‘The Bourne Legacy’ is Bourne Lite

By Susan JAMES

Despite the title, “The Bourne Legacy” under the direction of Tony Gilroy is trying to move the franchise on from Jason Bourne and reinvent it around another government medical experiment gone rogue named Aaron Cross. Cross is played with grim determination by Jeremy Renner but Matt Damon’s Bourne, the boyish, brain-washed assassin of the earlier installments, is sadly missed.

If you haven’t seen the first three Bourne movies, you may find yourself at a loss during the opening sequences of Legacy. Familiar faces and past plot points are all scrambled together in a quick rehash of earlier events without actually enlightening any newbies in the audience. In the emerging on-screen saga, Aaron Cross is a brain-injured U.S. soldier who is co-opted into an experimental government program that has turned him into a high value asset, aka invincible killer.

The main character of Aaron Cross in “Bourne Legacy” is played with grim determination by Jeremy Renner.
The main character of Aaron Cross in “Bourne Legacy” is played with grim determination by Jeremy Renner.

The film opens with Cross spending four months of survival training alone in the wilderness with wolves. He’s strong; he’s smart. He looks great in mountain gear. Meanwhile back in D.C., a bureaucratic feeding frenzy has erupted over Bourne’s ongoing but now off-screen duel with the devil at the CIA. Edward Norton as baby-faced retired Air Force Colonel Eric Byer, who seems to have more power than the president, decides to close down and erase all signs of the top secret programs that are turning men and women into undercover killing machines. Close down is government code for kill everyone on screen and soon Aaron Cross is the last guy standing while simultaneously running for his life.

> [Task brief]
Set down the entire review of "The Bourne Legacy" once more, word for word and line for line.

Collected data
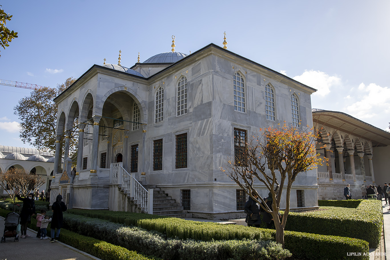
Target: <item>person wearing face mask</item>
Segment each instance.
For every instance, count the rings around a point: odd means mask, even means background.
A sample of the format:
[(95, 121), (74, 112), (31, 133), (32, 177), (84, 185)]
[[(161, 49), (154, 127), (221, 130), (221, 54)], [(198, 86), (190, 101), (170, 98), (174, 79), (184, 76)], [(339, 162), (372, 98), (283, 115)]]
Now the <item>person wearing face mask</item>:
[[(51, 209), (53, 210), (53, 216), (51, 217), (51, 240), (49, 242), (51, 243), (58, 241), (58, 237), (60, 235), (60, 232), (61, 228), (62, 227), (62, 221), (64, 220), (62, 212), (67, 209), (66, 205), (62, 201), (62, 196), (58, 194), (56, 198), (55, 202), (51, 205)], [(54, 238), (54, 232), (55, 228), (57, 228), (57, 233)]]
[(19, 200), (23, 202), (23, 207), (20, 212), (20, 238), (26, 238), (31, 236), (27, 234), (27, 226), (31, 223), (31, 216), (35, 216), (35, 202), (33, 193), (30, 193), (27, 198), (22, 198), (19, 194), (16, 197)]

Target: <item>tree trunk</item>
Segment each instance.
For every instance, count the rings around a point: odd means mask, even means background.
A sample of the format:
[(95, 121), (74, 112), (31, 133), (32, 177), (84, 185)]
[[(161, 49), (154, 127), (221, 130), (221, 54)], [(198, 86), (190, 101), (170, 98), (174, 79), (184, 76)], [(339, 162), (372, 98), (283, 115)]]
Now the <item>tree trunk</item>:
[(284, 248), (284, 228), (278, 220), (274, 220), (274, 223), (275, 223), (275, 229), (276, 230), (276, 242), (281, 244), (283, 248)]

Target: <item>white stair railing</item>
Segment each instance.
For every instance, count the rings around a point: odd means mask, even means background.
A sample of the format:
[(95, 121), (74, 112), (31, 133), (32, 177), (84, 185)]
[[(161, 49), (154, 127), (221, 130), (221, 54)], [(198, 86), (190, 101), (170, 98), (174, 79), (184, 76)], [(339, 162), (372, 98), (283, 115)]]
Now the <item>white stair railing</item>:
[(140, 207), (145, 209), (148, 214), (153, 214), (153, 189), (146, 189), (135, 179), (135, 174), (128, 173), (121, 166), (122, 174), (122, 186), (130, 196), (136, 201)]

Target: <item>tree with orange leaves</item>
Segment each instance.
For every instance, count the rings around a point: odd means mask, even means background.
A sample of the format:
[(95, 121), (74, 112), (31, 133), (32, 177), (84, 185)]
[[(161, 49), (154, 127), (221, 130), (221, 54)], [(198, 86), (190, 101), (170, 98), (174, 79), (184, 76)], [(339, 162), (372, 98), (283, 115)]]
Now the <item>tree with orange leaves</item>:
[[(284, 227), (290, 211), (290, 197), (292, 183), (298, 173), (315, 169), (322, 160), (317, 155), (313, 128), (301, 130), (283, 126), (260, 129), (259, 134), (245, 140), (242, 154), (229, 160), (227, 176), (263, 208), (271, 214), (276, 230), (276, 242), (284, 247)], [(254, 188), (258, 180), (269, 191), (272, 198), (270, 209)], [(279, 211), (282, 193), (285, 190), (286, 208), (280, 218)], [(258, 198), (252, 196), (254, 191)]]

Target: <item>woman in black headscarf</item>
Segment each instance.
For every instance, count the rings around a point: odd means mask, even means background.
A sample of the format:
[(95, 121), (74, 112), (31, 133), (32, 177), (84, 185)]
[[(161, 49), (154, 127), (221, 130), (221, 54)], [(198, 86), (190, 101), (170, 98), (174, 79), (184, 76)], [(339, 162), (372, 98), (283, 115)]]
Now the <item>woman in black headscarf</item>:
[(21, 238), (26, 238), (31, 236), (27, 234), (27, 225), (31, 223), (31, 216), (35, 214), (34, 195), (30, 193), (27, 198), (21, 198), (19, 194), (16, 197), (19, 200), (23, 202), (23, 207), (20, 212), (20, 230), (22, 235)]
[[(50, 226), (51, 229), (51, 240), (50, 241), (50, 242), (58, 241), (61, 228), (62, 227), (62, 221), (64, 220), (62, 212), (66, 211), (67, 208), (66, 205), (62, 200), (62, 196), (58, 194), (57, 195), (56, 201), (51, 205), (53, 216), (51, 217), (51, 225)], [(56, 228), (57, 228), (57, 234), (55, 239), (54, 232)]]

> [Answer space]
‘The Bourne Legacy’ is Bourne Lite

By Susan JAMES

Despite the title, “The Bourne Legacy” under the direction of Tony Gilroy is trying to move the franchise on from Jason Bourne and reinvent it around another government medical experiment gone rogue named Aaron Cross. Cross is played with grim determination by Jeremy Renner but Matt Damon’s Bourne, the boyish, brain-washed assassin of the earlier installments, is sadly missed.

If you haven’t seen the first three Bourne movies, you may find yourself at a loss during the opening sequences of Legacy. Familiar faces and past plot points are all scrambled together in a quick rehash of earlier events without actually enlightening any newbies in the audience. In the emerging on-screen saga, Aaron Cross is a brain-injured U.S. soldier who is co-opted into an experimental government program that has turned him into a high value asset, aka invincible killer.

The main character of Aaron Cross in “Bourne Legacy” is played with grim determination by Jeremy Renner.
The main character of Aaron Cross in “Bourne Legacy” is played with grim determination by Jeremy Renner.

The film opens with Cross spending four months of survival training alone in the wilderness with wolves. He’s strong; he’s smart. He looks great in mountain gear. Meanwhile back in D.C., a bureaucratic feeding frenzy has erupted over Bourne’s ongoing but now off-screen duel with the devil at the CIA. Edward Norton as baby-faced retired Air Force Colonel Eric Byer, who seems to have more power than the president, decides to close down and erase all signs of the top secret programs that are turning men and women into undercover killing machines. Close down is government code for kill everyone on screen and soon Aaron Cross is the last guy standing while simultaneously running for his life.